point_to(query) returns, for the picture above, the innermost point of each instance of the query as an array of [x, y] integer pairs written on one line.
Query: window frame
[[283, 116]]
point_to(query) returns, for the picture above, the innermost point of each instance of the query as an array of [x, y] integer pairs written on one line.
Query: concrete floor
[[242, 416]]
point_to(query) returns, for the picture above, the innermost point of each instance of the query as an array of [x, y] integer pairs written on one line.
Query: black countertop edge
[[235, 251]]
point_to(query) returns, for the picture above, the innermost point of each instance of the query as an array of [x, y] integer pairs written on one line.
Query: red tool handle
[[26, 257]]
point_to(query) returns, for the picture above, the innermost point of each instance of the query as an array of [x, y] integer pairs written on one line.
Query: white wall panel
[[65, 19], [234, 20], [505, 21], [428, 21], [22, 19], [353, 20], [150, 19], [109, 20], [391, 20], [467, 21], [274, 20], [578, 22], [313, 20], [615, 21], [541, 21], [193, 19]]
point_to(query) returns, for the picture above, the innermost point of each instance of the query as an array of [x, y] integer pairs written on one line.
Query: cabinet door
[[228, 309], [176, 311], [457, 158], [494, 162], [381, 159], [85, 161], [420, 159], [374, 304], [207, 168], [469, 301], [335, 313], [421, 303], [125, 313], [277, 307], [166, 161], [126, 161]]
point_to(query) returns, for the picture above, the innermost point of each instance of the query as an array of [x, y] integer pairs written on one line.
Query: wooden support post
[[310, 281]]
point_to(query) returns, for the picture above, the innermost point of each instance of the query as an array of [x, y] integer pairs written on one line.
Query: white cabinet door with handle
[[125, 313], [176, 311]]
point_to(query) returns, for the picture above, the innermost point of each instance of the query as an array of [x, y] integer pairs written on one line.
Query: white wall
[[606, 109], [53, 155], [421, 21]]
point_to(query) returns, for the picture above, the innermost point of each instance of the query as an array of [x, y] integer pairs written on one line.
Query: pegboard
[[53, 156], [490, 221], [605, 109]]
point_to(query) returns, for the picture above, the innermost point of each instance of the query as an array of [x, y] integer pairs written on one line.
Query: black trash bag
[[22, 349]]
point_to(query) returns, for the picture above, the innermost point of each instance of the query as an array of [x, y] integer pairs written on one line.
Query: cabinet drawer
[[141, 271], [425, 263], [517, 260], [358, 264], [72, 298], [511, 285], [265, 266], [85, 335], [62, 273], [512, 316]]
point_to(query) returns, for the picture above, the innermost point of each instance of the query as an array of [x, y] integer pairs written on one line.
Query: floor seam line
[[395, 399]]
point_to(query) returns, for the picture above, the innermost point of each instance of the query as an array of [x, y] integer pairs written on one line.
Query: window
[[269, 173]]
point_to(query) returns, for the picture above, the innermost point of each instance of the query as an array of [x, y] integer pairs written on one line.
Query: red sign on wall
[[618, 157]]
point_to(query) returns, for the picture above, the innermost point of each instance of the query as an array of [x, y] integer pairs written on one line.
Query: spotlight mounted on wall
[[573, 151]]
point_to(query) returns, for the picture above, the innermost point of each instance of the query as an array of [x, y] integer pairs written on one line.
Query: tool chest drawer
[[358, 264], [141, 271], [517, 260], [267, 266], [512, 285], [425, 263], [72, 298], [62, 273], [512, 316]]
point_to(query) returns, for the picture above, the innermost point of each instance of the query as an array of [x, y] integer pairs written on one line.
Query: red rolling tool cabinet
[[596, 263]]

◆ Instruction: Every record above needs to be repeated word for word.

◆ Output for this task:
point_to(query) returns, for the picture above, the innermost point of each instance of the query as an array of [x, y] integer pairs written on one line.
Query: window frame
[[283, 116]]
point_to(query) returns, for the picture above, the innermost point of each instance of the query as an array of [x, y] integer pairs written on one line.
Query: concrete floor
[[242, 416]]
point_to(query) returns, for the picture above, the innermost point of each instance of the query as an array of [x, y] integer pairs written on one line.
Query: black countertop edge
[[235, 251]]
point_to(query) returns, for the picture above, the innermost point of each instance of the query as an array of [x, y] integer pairs written on one line.
Query: red tool handle
[[26, 257]]
point_to(query) returns, for the picture above, the innermost point of each instance of the query as an array of [x, y] integer pairs written on one line.
Query: white wall panel
[[65, 19], [234, 20], [505, 21], [428, 21], [22, 19], [353, 20], [150, 19], [109, 20], [391, 20], [467, 21], [274, 20], [578, 22], [313, 20], [615, 21], [541, 21], [193, 19]]
point_to(query) returns, for the picture above, the innermost point of each instance of the query as an array of [x, y] integer pairs written on one line.
Query: cabinet door
[[228, 309], [176, 311], [457, 158], [494, 162], [381, 159], [85, 161], [420, 159], [374, 304], [207, 168], [469, 301], [335, 313], [421, 303], [125, 313], [277, 307], [166, 161], [126, 161]]
point_to(query) returns, for the picture above, the innermost point of each instance of the query as an array of [x, y] integer pairs written on one line.
Query: wooden support post
[[310, 281]]
point_to(query) returns, for the picture above, the innermost point of each instance of the query as an array of [x, y] integer pairs written on one line.
Query: white cabinet door with handle
[[125, 313], [176, 311]]
point_to(query) returns, for the picture above, the innermost point of each instance of the query as an array of [x, y] integer pairs written on one line.
Query: white wall
[[606, 109], [53, 155], [421, 21]]
point_to(query) returns, for the picture above, the innermost point of each instance of the query as an array of [x, y] integer pairs written on one line.
Query: pegboard
[[53, 156], [490, 221], [605, 109]]
point_to(query) returns, for the picture above, the innermost point of each instance of the query as an array of [x, y] integer pairs written on one line.
Query: black trash bag
[[22, 349]]
point_to(query) returns, for the picture above, the innermost point of each instance of the query as an array of [x, y] integer pairs written on one line.
Query: cabinet drawer
[[141, 271], [425, 263], [517, 260], [358, 264], [72, 298], [511, 285], [265, 266], [85, 335], [62, 273], [512, 316]]
point_to(query) returns, for the picture above, the innermost point of each instance of the query as an array of [x, y] integer pairs written on one line.
Query: floor seam line
[[395, 399]]
point_to(query) returns, for the picture above, the innermost point of each instance of the query as an array of [x, y] integer pairs written on one line.
Query: window
[[269, 173]]
point_to(query) returns, for the picture above, the innermost point of each instance of the query as an array of [x, y] integer pairs written on one line.
Query: red sign on wall
[[618, 157]]
point_to(query) returns, for the picture above, the innermost point of each instance of the query as an array of [x, y] integer pairs written on one line.
Query: spotlight mounted on wall
[[573, 151]]
point_to(query) returns, for the picture above, the innermost point of each instance of the query as an array of [x, y] integer pairs written on one line.
Query: tool chest drawer
[[358, 264], [141, 271], [517, 260], [267, 266], [512, 285], [425, 263], [72, 298], [62, 273], [512, 316]]
point_to(query) returns, for the picture above, the innermost point of each instance of the query as an array of [x, y] integer pairs written on one line.
Query: red rolling tool cabinet
[[596, 263]]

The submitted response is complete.